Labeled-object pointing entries

■ ■ ■ ■ ■

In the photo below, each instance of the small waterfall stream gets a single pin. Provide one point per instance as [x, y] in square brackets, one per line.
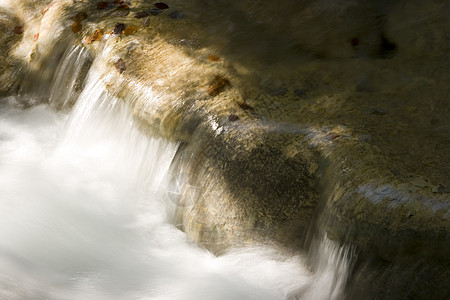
[85, 212]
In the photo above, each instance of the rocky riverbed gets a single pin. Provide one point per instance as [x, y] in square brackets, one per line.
[295, 119]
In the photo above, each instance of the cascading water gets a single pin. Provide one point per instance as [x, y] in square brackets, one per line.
[86, 213]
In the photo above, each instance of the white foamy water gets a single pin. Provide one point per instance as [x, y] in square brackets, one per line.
[85, 214]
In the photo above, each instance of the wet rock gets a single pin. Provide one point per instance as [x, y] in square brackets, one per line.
[278, 92]
[141, 14]
[331, 136]
[301, 93]
[18, 30]
[213, 57]
[154, 11]
[120, 65]
[176, 15]
[121, 11]
[388, 49]
[129, 30]
[96, 36]
[365, 138]
[443, 189]
[218, 85]
[233, 118]
[45, 9]
[145, 22]
[119, 28]
[103, 5]
[378, 111]
[354, 42]
[161, 5]
[363, 85]
[80, 16]
[76, 27]
[245, 106]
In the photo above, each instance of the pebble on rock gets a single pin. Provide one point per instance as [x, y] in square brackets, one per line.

■ ■ ■ ■ ■

» **What is asked**
Put every line of the records above into a numbered list, skipping any blank lines and leaving out the pictures.

» **Response below**
1. In the photo below, each instance of the small waterfall stream gets a single pin. Provide one point per instance as [x, y] in square brackets, one per line.
2. [85, 212]
3. In the photo above, each instance of the rocky riverbed gets a single pin. Provide one point per instance as [x, y] in square brackets, one per line.
4. [295, 119]
5. In the photo above, each instance of the cascading water gets a single pin. Provide one point per instance as [x, y] in square brackets, one per line.
6. [86, 213]
7. In the photo above, each instance of the white foamy water gets a single pin. Provide one point per instance as [x, y] in square brackets, one per line.
8. [85, 214]
9. In the photo above, each instance of the wet rock gets a single pin. Provide one point per instance as [x, y] in square brackets, one per line.
10. [278, 92]
11. [141, 14]
12. [331, 136]
13. [301, 93]
14. [18, 30]
15. [213, 57]
16. [154, 11]
17. [120, 65]
18. [176, 15]
19. [121, 11]
20. [388, 49]
21. [129, 30]
22. [96, 36]
23. [365, 138]
24. [443, 189]
25. [218, 85]
26. [233, 118]
27. [45, 9]
28. [145, 22]
29. [119, 28]
30. [103, 5]
31. [378, 111]
32. [354, 42]
33. [161, 5]
34. [363, 85]
35. [80, 16]
36. [76, 27]
37. [245, 106]
38. In the photo above, each instance of the pebble on rock gets a single pin. Provide one point per instance as [x, y] in square brackets, one per line.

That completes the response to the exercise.